MRD:01235058220518

Potential Energy Surface, Transition State and Minima

At the transition state of the reaction, the potential energy surface is at a maximum following increase in energy from from the reactants' energy, equal to the activation energy. At this ridge point, ∂V(ri)/∂ri=0 . There is a point where the potential energy graph direction changes direction to be orthogonal to the direction of the reactants, the point where the graph changes direction is at the transition state. Likewise, at a minimum in the potential energy surface ∂V(ri)/∂ri=0.

Jas213 (talk) 22:26, 28 May 2018 (BST)What about the second derivative?? You need it to differentiate between the two.

Position of the Transition State, rts

Figure 1 shows the plot of internuclear distance against time with the given parameters of r1= 0.74, r2= 2.30, p1= 0, p2= -2.7. The transition state is symmetrical, and occurs where the distances r1 = r2 = 0.908 Angstroms- at this internuclear distance, ∂V(ri)/∂ri=0 are satisfied. To locate the radii of the transition state, the momenta of AB and BC were set to zero in order to remove the tendency of the atoms to be carried by their momenta away from one another once reaching the transition state radii. The graph of internuclear distance vs. time, Figure 2, thereby shows a straight line of zero gradient, illustrating that the internuclear distance is not changing with time.

Dynamics and Minimum Energy Pathway, MEP

The minimum energy reaction pathway given by the system with infinitely slow molecular motion and zero moment of inertia. Oscillation due to vibrational energy is observed in the 'dynamics' plot, however in the MEP plot there is no observed vibrational oscillation. Figure 3 shows the internuclear distance vs. time MEP at a slight deviation of r1 from 0.908 at the transition state to 0.918. Momenta remained at zero and r2 remained at the radius for the transition state rts= 0.908.

• [Exercises]
1 > Summarize the potential energy surface write-up in three sentences.
2 > Reproduce word for word the part of the potential energy surface write-up starting with "Position of the" and going on through "changing with time.".

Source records
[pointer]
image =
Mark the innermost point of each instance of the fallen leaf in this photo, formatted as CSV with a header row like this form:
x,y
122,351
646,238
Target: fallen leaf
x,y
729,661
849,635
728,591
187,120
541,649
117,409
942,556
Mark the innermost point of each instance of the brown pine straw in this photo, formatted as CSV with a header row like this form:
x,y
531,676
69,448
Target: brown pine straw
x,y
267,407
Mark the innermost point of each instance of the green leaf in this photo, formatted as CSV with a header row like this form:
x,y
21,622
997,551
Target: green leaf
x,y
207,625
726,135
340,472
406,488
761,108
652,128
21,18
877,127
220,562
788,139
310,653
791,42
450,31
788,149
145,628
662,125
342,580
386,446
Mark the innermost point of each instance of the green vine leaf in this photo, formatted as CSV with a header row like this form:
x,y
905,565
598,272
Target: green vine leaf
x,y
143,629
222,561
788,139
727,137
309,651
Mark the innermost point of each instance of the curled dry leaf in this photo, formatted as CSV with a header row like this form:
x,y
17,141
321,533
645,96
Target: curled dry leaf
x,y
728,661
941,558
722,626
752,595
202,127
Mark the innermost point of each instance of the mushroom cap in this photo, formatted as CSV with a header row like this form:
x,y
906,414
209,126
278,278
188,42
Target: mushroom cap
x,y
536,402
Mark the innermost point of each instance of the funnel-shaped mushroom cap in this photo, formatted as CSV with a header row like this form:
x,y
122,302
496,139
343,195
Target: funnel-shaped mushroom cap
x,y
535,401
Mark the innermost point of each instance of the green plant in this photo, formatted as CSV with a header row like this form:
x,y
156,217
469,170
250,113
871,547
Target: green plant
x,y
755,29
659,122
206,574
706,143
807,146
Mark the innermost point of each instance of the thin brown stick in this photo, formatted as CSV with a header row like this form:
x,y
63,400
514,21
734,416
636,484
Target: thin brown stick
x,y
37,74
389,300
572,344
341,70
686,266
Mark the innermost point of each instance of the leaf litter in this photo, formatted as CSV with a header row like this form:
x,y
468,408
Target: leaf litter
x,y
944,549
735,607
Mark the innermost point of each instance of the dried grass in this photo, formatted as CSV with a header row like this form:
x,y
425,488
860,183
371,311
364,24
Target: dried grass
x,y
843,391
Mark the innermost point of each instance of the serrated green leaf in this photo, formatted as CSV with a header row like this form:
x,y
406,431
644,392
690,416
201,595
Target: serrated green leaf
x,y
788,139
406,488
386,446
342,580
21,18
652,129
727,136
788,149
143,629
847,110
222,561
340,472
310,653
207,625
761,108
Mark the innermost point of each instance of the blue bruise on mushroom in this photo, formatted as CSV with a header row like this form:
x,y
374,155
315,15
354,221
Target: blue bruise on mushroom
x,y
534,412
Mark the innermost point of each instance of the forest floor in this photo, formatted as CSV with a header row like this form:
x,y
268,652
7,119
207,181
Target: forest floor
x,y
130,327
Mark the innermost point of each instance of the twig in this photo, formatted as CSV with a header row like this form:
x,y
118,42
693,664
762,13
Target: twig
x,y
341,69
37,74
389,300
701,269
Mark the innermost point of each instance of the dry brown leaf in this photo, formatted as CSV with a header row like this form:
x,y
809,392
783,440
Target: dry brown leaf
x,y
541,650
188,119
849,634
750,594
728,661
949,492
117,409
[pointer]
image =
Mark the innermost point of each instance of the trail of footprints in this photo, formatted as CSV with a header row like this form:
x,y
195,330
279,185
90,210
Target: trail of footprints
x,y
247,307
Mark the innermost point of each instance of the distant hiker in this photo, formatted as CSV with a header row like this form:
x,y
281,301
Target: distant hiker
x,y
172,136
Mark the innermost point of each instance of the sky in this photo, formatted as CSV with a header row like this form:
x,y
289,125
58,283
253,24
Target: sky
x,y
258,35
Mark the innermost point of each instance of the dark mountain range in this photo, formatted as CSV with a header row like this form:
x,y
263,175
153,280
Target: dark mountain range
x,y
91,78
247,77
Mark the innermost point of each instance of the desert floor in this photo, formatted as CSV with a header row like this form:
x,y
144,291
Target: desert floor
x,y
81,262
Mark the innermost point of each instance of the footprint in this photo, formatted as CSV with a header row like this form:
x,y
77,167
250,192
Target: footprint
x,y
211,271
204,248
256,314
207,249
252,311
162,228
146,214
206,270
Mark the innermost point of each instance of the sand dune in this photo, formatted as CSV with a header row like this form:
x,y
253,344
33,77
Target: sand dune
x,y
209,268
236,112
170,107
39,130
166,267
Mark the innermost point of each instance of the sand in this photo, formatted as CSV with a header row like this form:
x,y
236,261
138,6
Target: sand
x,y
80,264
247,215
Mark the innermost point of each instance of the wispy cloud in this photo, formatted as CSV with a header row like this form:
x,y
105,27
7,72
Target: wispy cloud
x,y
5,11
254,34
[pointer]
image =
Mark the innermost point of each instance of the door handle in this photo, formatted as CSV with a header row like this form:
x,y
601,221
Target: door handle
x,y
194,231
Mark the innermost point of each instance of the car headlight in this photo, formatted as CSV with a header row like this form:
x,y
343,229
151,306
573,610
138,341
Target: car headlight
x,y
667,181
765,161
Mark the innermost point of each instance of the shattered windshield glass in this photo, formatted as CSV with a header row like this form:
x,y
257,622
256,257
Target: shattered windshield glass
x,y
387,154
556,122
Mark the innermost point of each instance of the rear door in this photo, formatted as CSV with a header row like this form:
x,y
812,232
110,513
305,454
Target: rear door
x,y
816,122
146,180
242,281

• [Answers given]
1 > At both the transition state and a minimum on the potential energy surface, ∂V(ri)/∂ri=0, and a reviewer comment points out that the second derivative is needed to tell the two apart. The symmetrical transition state occurs where r1 = r2 = 0.908 Angstroms, found by setting the momenta of AB and BC to zero so that the internuclear distance does not change with time. Vibrational oscillation appears in the dynamics plot but not in the MEP plot.

2 >
Position of the Transition State, rts

Figure 1 shows the plot of internuclear distance against time with the given parameters of r1= 0.74, r2= 2.30, p1= 0, p2= -2.7. The transition state is symmetrical, and occurs where the distances r1 = r2 = 0.908 Angstroms- at this internuclear distance, ∂V(ri)/∂ri=0 are satisfied. To locate the radii of the transition state, the momenta of AB and BC were set to zero in order to remove the tendency of the atoms to be carried by their momenta away from one another once reaching the transition state radii. The graph of internuclear distance vs. time, Figure 2, thereby shows a straight line of zero gradient, illustrating that the internuclear distance is not changing with time.